▶ [Task statement]:
Begin with the line containing "Would you mind annotating the white vinyl fence" and copy each line exactly through the last line of the entries, inclusive.

(Records from a point labeling set)
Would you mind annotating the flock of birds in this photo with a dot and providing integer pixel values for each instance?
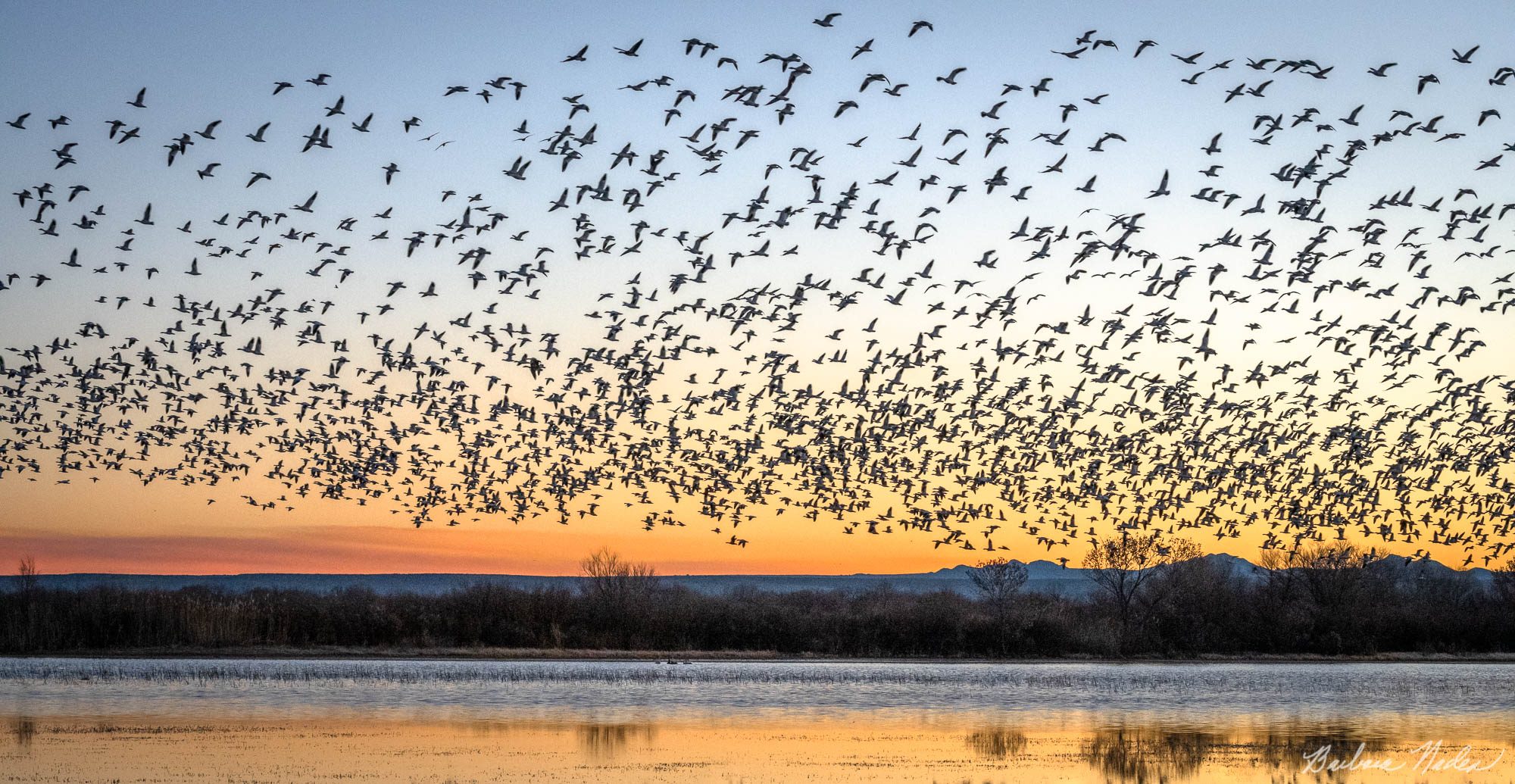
(731, 315)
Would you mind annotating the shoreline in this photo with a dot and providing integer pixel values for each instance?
(549, 654)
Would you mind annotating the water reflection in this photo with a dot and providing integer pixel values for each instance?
(545, 723)
(1139, 754)
(998, 744)
(608, 739)
(23, 729)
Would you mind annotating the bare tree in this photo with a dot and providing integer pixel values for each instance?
(999, 582)
(27, 574)
(619, 588)
(1505, 583)
(1125, 571)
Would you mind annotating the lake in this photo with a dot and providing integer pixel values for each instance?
(283, 721)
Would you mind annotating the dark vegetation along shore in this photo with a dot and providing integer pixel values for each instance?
(1143, 603)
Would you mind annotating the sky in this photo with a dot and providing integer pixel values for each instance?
(193, 491)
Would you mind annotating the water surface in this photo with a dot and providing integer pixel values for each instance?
(81, 720)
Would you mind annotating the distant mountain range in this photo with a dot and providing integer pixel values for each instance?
(1045, 577)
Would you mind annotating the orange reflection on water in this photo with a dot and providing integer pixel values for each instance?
(839, 747)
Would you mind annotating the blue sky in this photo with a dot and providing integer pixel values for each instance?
(205, 62)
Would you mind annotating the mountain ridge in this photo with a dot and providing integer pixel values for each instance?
(1043, 577)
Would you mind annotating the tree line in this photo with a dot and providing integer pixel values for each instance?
(1148, 598)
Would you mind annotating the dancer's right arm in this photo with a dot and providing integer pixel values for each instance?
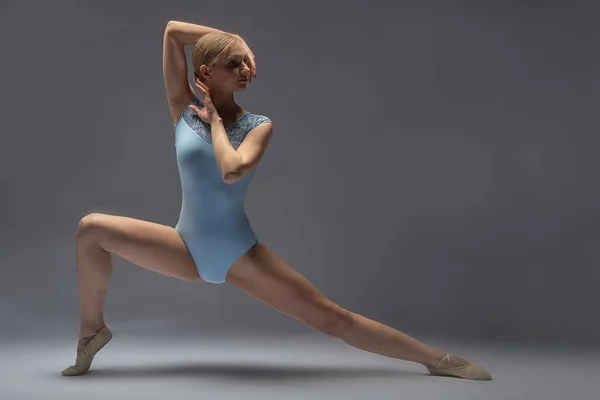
(177, 35)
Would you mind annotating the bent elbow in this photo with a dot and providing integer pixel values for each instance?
(232, 177)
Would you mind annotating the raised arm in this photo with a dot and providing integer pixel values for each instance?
(177, 35)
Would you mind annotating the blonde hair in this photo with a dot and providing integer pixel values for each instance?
(211, 49)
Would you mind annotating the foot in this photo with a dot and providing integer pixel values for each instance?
(87, 347)
(458, 367)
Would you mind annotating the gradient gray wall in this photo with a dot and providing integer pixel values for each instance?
(433, 163)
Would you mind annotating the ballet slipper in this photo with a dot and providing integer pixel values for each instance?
(466, 370)
(86, 350)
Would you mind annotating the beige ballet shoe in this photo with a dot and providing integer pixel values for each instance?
(466, 370)
(86, 350)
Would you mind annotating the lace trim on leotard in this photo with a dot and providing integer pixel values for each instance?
(236, 133)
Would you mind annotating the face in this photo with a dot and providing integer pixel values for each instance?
(231, 74)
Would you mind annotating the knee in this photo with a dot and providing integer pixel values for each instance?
(88, 225)
(335, 321)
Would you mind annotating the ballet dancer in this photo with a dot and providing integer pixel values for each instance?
(218, 145)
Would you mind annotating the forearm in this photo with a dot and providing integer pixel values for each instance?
(186, 33)
(228, 159)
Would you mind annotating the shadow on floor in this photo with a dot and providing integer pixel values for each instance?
(246, 372)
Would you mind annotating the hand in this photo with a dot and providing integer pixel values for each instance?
(251, 58)
(208, 113)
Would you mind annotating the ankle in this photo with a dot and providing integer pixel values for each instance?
(90, 329)
(435, 361)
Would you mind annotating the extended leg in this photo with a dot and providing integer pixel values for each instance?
(268, 278)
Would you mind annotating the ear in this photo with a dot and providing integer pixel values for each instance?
(205, 73)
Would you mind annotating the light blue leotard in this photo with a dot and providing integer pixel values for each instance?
(212, 222)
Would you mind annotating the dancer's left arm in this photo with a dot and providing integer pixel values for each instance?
(234, 164)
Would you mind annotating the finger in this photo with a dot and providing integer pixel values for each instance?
(200, 88)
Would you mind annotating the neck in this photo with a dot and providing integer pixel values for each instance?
(224, 103)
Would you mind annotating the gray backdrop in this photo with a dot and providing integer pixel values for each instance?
(432, 166)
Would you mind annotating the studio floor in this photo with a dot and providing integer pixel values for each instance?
(284, 367)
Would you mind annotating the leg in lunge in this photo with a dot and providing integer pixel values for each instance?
(156, 247)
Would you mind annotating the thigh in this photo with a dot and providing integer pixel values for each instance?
(266, 277)
(156, 247)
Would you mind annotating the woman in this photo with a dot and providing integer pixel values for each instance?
(218, 144)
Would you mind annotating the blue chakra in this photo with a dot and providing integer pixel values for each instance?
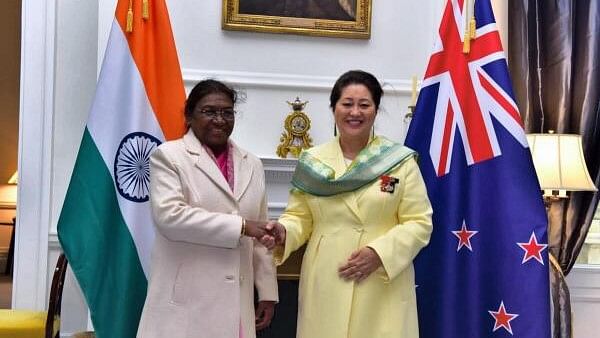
(132, 166)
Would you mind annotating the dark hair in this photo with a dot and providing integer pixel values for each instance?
(356, 77)
(203, 88)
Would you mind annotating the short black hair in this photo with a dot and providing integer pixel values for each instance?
(203, 88)
(356, 77)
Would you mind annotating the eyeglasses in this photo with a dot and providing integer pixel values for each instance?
(226, 113)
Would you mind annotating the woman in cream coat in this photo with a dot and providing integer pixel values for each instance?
(208, 203)
(361, 204)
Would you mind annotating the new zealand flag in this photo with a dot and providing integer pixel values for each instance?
(485, 271)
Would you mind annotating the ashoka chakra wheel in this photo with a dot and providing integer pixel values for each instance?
(132, 166)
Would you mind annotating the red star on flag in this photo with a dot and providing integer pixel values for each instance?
(502, 318)
(464, 237)
(532, 249)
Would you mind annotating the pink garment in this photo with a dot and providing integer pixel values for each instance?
(224, 162)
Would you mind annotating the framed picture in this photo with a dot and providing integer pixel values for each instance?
(333, 18)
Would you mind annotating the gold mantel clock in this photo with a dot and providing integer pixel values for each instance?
(295, 138)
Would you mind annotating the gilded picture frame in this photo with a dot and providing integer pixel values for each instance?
(331, 18)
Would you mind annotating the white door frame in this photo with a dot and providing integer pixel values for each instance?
(35, 154)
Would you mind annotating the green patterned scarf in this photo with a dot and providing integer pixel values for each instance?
(378, 157)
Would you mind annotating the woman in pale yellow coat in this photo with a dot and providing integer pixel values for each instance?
(361, 204)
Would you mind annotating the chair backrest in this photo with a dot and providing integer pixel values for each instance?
(58, 280)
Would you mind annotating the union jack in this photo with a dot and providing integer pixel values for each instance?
(468, 94)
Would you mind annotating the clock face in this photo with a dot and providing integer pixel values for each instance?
(299, 124)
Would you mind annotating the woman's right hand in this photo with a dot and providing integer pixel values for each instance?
(275, 235)
(255, 229)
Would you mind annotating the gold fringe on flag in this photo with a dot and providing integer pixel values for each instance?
(145, 9)
(129, 27)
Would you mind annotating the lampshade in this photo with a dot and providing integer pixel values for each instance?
(14, 178)
(559, 162)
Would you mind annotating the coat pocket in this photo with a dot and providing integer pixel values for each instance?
(178, 292)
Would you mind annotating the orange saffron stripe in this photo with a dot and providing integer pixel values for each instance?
(153, 49)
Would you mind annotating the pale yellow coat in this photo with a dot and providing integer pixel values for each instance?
(396, 225)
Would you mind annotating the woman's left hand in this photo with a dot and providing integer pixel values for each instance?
(264, 313)
(360, 265)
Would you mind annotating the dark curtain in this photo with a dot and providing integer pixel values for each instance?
(554, 59)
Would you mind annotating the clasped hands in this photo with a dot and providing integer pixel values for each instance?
(270, 234)
(360, 265)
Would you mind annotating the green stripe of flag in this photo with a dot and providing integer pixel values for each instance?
(99, 246)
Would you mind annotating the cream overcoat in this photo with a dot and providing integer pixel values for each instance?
(202, 272)
(396, 225)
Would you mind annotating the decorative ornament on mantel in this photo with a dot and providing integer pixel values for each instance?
(295, 137)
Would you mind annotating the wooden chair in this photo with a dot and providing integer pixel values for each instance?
(37, 324)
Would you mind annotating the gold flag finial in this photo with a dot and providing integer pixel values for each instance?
(470, 26)
(145, 9)
(129, 27)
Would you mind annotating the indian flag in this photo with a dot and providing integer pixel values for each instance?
(105, 227)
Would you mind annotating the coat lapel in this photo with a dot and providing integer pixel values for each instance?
(205, 163)
(242, 172)
(332, 156)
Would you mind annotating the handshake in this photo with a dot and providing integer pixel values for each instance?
(270, 234)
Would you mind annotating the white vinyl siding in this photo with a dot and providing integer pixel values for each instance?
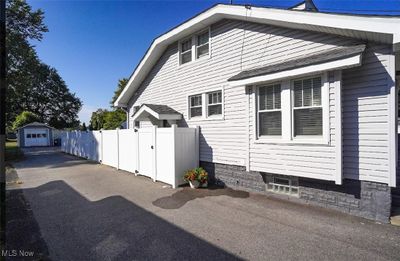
(232, 140)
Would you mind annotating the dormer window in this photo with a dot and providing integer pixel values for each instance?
(194, 47)
(186, 51)
(202, 45)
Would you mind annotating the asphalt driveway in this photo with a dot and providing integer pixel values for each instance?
(87, 211)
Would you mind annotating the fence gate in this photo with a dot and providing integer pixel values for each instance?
(146, 155)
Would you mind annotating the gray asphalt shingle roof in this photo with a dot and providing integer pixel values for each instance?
(323, 57)
(161, 109)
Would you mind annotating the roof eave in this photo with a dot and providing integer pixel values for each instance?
(386, 27)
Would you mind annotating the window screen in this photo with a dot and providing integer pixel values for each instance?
(202, 47)
(307, 107)
(195, 106)
(186, 51)
(269, 110)
(214, 103)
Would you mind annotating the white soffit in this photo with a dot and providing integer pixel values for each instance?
(306, 70)
(371, 28)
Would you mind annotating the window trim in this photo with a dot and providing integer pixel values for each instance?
(293, 108)
(287, 105)
(181, 53)
(194, 47)
(205, 105)
(219, 103)
(198, 106)
(197, 45)
(267, 137)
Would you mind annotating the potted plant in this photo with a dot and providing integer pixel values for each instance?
(196, 177)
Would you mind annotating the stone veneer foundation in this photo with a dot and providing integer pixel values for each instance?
(366, 199)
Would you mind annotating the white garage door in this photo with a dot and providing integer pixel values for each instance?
(36, 137)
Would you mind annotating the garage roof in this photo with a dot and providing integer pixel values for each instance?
(36, 124)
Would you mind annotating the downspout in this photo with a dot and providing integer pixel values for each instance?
(126, 110)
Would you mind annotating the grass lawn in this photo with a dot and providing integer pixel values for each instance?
(13, 152)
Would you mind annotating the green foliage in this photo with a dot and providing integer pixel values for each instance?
(32, 85)
(198, 174)
(121, 85)
(107, 120)
(24, 118)
(83, 127)
(114, 119)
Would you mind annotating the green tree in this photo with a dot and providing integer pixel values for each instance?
(24, 118)
(32, 85)
(121, 85)
(114, 119)
(97, 119)
(83, 127)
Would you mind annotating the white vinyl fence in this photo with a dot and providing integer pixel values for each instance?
(163, 154)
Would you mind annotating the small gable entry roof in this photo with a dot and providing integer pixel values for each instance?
(364, 28)
(36, 125)
(159, 112)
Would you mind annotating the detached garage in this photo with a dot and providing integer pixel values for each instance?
(35, 134)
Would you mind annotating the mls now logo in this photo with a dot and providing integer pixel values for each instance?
(11, 253)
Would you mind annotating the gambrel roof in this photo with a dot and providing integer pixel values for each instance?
(366, 28)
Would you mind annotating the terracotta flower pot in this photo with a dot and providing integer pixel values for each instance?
(194, 184)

▶ [Correct response]:
Would you mind annotating the white vinyl fence in this photo with a dot and providing integer pixel values for each instance?
(163, 154)
Would you mind annotating the small gable entry roof in this photo with a dot and providing integer pixel values for each instance?
(364, 28)
(36, 125)
(159, 112)
Would you mind annotating the detached garage in this photo with a dot and providing integer pixel values for each instance?
(35, 134)
Would you mind annotating the mls now logo in this photo with a dot and providing integer pixel values for each instance?
(11, 253)
Would you mind annotating the gambrel roof in this photo with a dot and providing integer pixel values for each instance?
(366, 28)
Would you mind annotating the terracotta flower pot in this photo with a dot and providing integer pixel values for each instance?
(194, 184)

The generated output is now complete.